What you are asked to do -
Please continue the explanation of writing an equation for the sinusoid, starting right after its final sentence.

Supplied passage -
We are asked to only answer 1 question, but you should be able to answer the other using similar reasoning:

In graph 1 we see that there is a maximum at y=4, a minimum at y=-4, and the period is 1440. We are asked to write an equation for the sinusoid as a transformation of the cos graph and the sin graph.

(1) The graph is already in the shape of the cos, so we will begin there.

The general form is `y=Acos(B(x-h))+k` where A gives the amplitude (and if A<0 it reflects the graph across the horizontal axis), the period is found from B (`p=(360)/B` ), h is a horizontal translation (phase shift) and k is a vertical translation (its effect is to move the midline.)

Point labels for objects
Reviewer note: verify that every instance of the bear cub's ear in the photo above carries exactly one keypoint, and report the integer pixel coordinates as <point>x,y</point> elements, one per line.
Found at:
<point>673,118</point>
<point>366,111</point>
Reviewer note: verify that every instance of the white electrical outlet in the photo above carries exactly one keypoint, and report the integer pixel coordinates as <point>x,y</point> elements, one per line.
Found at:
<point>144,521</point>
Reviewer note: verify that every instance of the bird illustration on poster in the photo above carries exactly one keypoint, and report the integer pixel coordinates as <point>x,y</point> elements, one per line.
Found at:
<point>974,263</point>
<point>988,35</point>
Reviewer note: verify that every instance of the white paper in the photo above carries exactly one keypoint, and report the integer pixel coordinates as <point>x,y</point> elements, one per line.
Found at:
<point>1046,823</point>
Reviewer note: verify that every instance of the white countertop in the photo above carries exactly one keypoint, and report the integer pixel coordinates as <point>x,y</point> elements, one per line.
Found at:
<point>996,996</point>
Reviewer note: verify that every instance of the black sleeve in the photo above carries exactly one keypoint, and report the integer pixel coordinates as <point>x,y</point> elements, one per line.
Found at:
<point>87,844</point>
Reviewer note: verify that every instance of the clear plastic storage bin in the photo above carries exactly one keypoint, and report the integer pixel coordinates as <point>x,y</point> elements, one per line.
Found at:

Reply -
Since the max is 4 and the min is -4, the midline is `y=(4+-4)/2==>y=0` so k=0. Also the amplitude is `A=(4-(-4))/2=4`

The graph is already in the proper position for the cos, so there is no phase shift. The period is ``1440, so `B=360/p=360/1440=1/4`

Thus the equation is `y=4cos(x/4)`

(2) In order to write the equation in terms of sin, we realize that the period and amplitude stay the same as well as the lack of vertical translation. There is only a phase shift to deal with.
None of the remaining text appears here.